**Consigne A:**
Répondez à ces questions d'après la présentation de l'éditeur :
(i) Dans quelle gare la femme arpente-t-elle les quais ?
(ii) Vers quelle ville doit partir le train qui partira sans elle ?
(iii) Qui l'avocate envoie-t-elle sous les verrous ?
**Consigne B:** Dans la présentation de l'éditeur, reprenez le passage qui commence aux mots « Des années plus » et s'arrête après « dans ses veines. », en substituant « magistrate » à « avocate ».
**Consigne C:** Prolongez la présentation de l'éditeur par la suite du texte, à partir de sa dernière phrase.

**Extrait à lire:**
= = =
Présentation de l’éditeur

Mise élégante et port altier, une femme arpente les quais de la gare de Mérida au petit matin. Des passagers apeurés n’osent croire que la guerre est finie, mais Isabel fait partie de la caste des vainqueurs et n’a rien à redouter des phalangistes arrogants qui battent le pavé en ce rude hiver 1941. Elle presse la main de son plus jeune fils et écrit à l’aîné, qu’elle s’apprête à abandonner, les raisons de sa fuite.

Le train pour Lisbonne partira sans elle. L’enfant rentre seul chez son père, obnubilé par le sabre qu’un homme vient de lui promettre. Il n’est encore qu’un petit garçon vulnérable, très attaché à sa mère. Et Isabel disparaît pour toujours.

Des années plus tard, une avocate envoie sous les verrous un inspecteur jugé coupable d’une bavure policière. Evidences et preuves s’amoncellent : la joute est trop aisée et la victoire trop belle. María vient d’ouvrir une effroyable boîte de Pandore, libérant quatre décennies de fureur, de vengeance et de haine dont elle ignore et qui pourtant coule dans ses veines.
= = =
(Enregistrements)
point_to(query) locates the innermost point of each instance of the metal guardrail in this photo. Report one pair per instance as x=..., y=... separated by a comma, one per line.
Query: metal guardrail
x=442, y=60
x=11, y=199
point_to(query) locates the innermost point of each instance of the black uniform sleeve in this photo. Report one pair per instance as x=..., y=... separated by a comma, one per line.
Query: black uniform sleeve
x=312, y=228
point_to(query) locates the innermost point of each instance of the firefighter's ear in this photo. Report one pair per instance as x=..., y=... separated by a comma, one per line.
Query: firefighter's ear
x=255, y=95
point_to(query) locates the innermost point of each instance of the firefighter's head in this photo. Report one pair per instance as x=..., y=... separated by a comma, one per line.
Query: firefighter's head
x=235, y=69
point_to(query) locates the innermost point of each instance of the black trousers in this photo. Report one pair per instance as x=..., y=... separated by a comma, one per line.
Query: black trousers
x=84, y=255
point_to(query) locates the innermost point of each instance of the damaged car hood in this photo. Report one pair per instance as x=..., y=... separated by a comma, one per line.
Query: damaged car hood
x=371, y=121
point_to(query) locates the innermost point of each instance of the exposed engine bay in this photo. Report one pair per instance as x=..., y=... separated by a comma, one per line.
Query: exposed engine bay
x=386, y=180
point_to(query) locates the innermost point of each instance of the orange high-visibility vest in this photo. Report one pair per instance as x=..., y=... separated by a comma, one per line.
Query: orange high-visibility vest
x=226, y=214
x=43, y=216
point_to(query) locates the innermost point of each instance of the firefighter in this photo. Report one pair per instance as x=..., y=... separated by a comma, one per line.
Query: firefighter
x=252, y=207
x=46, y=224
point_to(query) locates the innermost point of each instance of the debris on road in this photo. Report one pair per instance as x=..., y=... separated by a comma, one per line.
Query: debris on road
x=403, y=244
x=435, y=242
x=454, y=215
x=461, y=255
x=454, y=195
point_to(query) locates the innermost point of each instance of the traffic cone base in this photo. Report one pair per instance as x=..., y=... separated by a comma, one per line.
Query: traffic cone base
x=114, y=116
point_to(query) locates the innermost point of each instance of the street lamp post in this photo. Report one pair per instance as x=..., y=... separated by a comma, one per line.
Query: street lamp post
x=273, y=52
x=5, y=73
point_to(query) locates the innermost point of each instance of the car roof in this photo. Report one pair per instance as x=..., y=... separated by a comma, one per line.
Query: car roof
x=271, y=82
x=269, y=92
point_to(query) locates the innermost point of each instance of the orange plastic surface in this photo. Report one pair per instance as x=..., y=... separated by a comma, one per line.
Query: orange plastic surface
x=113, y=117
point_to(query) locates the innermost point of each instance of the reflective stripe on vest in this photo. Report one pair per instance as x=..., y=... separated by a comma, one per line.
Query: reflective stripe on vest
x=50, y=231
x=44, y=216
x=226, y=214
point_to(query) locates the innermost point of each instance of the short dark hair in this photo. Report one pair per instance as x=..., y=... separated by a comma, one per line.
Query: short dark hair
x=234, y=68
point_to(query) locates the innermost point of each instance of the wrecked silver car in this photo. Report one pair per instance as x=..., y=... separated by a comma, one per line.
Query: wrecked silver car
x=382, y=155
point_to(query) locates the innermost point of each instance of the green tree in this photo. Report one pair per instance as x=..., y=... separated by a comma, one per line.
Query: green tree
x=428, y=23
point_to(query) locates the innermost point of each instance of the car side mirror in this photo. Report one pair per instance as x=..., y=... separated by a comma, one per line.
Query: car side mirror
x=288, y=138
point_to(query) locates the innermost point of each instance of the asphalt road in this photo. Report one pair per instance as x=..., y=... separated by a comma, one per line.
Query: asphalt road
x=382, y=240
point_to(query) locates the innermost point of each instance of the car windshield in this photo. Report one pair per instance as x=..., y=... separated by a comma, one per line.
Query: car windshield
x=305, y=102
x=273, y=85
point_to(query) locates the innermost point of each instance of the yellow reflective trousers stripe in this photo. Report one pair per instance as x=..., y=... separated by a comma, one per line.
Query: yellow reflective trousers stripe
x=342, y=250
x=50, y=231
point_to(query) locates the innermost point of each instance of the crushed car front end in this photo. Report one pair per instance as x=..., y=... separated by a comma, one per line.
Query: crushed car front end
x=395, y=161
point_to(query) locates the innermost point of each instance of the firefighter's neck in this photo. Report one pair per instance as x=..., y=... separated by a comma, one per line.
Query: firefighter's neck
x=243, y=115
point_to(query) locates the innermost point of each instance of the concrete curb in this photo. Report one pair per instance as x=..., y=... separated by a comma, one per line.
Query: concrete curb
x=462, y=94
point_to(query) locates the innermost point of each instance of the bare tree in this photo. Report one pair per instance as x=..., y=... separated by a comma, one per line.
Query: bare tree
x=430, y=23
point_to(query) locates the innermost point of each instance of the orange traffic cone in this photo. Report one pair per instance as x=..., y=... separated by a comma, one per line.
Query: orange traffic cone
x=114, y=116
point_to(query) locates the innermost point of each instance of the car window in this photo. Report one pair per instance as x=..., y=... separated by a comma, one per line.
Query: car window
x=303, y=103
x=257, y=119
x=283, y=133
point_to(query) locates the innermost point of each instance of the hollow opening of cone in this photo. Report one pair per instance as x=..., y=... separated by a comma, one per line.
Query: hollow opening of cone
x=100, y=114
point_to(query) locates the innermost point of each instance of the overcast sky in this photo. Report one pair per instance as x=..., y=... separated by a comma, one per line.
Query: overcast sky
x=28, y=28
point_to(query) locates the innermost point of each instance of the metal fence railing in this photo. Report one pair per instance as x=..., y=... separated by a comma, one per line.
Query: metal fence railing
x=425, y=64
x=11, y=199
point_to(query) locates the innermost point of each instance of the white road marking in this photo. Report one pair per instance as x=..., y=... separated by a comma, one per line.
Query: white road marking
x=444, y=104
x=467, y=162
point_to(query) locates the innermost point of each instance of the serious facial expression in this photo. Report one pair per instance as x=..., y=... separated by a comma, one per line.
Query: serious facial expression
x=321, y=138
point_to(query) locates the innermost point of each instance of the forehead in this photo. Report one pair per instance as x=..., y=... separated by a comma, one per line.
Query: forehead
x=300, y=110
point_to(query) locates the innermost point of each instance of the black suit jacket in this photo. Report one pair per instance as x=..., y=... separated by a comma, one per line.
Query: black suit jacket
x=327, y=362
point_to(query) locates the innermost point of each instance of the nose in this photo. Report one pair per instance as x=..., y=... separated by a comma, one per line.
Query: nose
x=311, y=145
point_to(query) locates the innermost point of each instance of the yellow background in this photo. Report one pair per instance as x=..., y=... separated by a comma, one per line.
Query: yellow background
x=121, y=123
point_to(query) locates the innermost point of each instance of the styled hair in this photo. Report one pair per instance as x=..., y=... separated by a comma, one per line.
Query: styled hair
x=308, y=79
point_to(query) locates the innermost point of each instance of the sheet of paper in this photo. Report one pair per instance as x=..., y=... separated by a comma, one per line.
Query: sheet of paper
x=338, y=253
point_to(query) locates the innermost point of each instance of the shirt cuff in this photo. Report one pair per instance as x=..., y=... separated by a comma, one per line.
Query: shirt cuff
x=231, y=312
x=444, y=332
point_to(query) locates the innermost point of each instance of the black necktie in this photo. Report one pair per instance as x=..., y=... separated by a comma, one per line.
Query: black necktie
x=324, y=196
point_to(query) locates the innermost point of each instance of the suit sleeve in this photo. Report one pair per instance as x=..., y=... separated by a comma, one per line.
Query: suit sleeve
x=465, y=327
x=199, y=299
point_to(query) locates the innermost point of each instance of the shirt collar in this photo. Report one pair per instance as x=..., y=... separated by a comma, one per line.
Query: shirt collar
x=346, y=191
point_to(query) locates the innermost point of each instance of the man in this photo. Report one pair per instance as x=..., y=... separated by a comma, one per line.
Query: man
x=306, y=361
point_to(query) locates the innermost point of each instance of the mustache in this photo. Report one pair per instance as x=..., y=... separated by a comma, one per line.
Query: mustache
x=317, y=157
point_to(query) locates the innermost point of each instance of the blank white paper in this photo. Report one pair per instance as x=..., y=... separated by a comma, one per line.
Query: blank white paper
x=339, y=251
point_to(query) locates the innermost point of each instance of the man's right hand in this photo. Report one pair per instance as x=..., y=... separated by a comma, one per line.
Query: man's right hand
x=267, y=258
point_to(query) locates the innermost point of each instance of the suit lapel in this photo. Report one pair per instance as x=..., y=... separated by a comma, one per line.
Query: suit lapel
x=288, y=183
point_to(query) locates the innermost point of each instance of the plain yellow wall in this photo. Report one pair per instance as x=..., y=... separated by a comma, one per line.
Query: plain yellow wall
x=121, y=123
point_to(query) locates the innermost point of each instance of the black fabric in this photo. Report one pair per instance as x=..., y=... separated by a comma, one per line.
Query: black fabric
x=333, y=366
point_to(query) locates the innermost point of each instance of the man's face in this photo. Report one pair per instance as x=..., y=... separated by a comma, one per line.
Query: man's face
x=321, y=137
= = =
**Résultat A:**
(i) La gare de Mérida.
(ii) Lisbonne.
(iii) Un inspecteur jugé coupable d'une bavure policière.

**Résultat B:**
Des années plus tard, une magistrate envoie sous les verrous un inspecteur jugé coupable d’une bavure policière. Evidences et preuves s’amoncellent : la joute est trop aisée et la victoire trop belle. María vient d’ouvrir une effroyable boîte de Pandore, libérant quatre décennies de fureur, de vengeance et de haine dont elle ignore et qui pourtant coule dans ses veines.

**Résultat C:**
De l’après-guerre espagnol à la tentative de de coup d’Etat de février 1981, la saga familiale abonde en complots, enlèvements et trahisons qui marquent trois générations au fer rouge. Un instituteur de village s’est épris d’une femme trop grande pour ses rêves. Faute originelle qui a transformé les enfants en psychopathes, les victimes en bourreaux, le code d’honneur des samouraïs en pitoyable massacre.

Se jouant à merveille d’un contexte historique opaque, La Tristesse du samouraï  est un intense thriller psychologique qui mène les personnages aux limites de leurs forces pour briser la transmission héréditaire d’un péché mortel.


Malgré son titre, ce roman n’a que peu de rapports avec le Japon. Il fait référence au nom d’un sabre japonais offert à un enfant fasciné par les samouraïs et leur code d’honneur. Nous sommes en Espagne. Un crime commis en 1941, à la fin de la Guerre civile, aura des répercussions encore 40 ans plus tard, jusqu’en 1981. L’auteur nous révèle au fur et à mesure du récit les tenants et aboutissants de ce crime, en nous menant tantôt dans les années 1940, tantôt quarante ans plus tard. Tout commence en 1975 avec María, une avocate qui envoie en prison un policier qui a commis une bavure. Elle ne réalise pas que cet évènement qui lance sa carrière est aussi le point de départ d’une effroyable vengeance.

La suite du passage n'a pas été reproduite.